§ Exercise prompt
Copy the lines verbatim, everything from the line containing "Pin the black soap" down to the line containing "Pin the vanity cabinet", both included.
-------- Extracted records --------
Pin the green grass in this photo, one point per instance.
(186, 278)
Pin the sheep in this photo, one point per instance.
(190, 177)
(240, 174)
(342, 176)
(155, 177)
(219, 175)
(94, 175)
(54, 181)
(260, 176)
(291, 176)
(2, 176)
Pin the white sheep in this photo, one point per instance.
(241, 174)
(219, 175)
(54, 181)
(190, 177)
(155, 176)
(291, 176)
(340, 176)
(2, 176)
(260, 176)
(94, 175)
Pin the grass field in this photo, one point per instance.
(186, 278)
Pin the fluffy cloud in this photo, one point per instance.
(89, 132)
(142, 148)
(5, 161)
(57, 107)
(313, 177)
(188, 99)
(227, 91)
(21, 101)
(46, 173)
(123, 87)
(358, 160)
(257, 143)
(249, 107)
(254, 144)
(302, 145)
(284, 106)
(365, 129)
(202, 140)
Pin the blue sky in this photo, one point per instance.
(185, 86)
--------
-------- Extracted records --------
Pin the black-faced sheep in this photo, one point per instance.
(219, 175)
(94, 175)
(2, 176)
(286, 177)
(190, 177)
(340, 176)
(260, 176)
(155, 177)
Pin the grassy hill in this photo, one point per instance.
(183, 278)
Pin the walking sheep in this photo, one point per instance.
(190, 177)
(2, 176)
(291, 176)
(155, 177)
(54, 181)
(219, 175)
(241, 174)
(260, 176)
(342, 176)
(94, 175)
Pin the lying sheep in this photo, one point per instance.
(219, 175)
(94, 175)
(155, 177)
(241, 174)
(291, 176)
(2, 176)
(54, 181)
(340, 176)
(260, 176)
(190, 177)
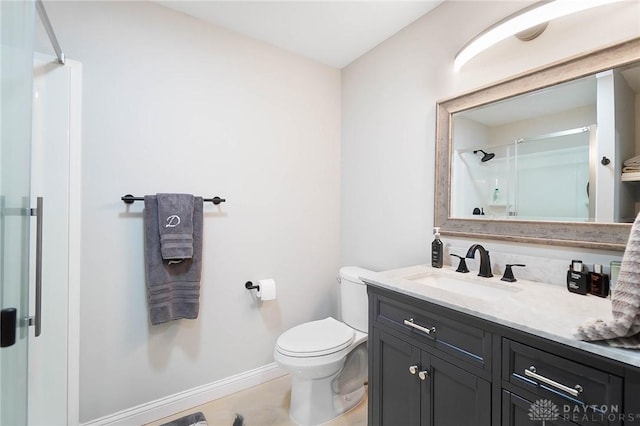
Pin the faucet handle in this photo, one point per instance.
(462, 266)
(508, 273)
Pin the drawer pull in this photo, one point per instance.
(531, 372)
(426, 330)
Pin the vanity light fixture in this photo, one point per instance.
--------
-------- Extracted records --------
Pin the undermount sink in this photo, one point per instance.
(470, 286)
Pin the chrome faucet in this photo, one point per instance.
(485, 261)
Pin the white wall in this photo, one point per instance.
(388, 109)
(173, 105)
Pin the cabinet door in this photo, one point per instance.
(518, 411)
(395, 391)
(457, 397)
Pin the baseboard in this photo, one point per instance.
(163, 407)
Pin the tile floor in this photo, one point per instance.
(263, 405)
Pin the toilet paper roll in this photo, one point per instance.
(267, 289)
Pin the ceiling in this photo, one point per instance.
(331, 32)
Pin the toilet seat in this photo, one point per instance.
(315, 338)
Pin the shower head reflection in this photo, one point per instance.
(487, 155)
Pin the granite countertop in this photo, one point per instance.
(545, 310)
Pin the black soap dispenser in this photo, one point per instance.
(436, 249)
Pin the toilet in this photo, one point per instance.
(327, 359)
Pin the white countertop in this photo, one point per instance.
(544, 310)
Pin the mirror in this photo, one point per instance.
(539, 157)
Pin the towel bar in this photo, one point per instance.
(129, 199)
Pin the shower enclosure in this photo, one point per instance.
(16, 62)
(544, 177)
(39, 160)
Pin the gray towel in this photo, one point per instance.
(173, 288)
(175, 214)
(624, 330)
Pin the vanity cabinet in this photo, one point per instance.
--------
§ Exercise response
Pin the black soap dispenser in this photo, one point per instance.
(436, 249)
Pin the toilet in this photo, one point per instance.
(327, 359)
Pin the white countertop in this photo, one point per instance.
(544, 310)
Pin the mirror in this photo, one point per instance.
(539, 157)
Pin the towel bar in this photo, one point per instance.
(129, 199)
Pin the shower enclosure in this photo, one point per instance.
(16, 62)
(544, 177)
(39, 160)
Pin the gray towel in this photo, one point per instance.
(173, 288)
(175, 214)
(624, 330)
Pin the vanity cabinet in this photo, one point per instance.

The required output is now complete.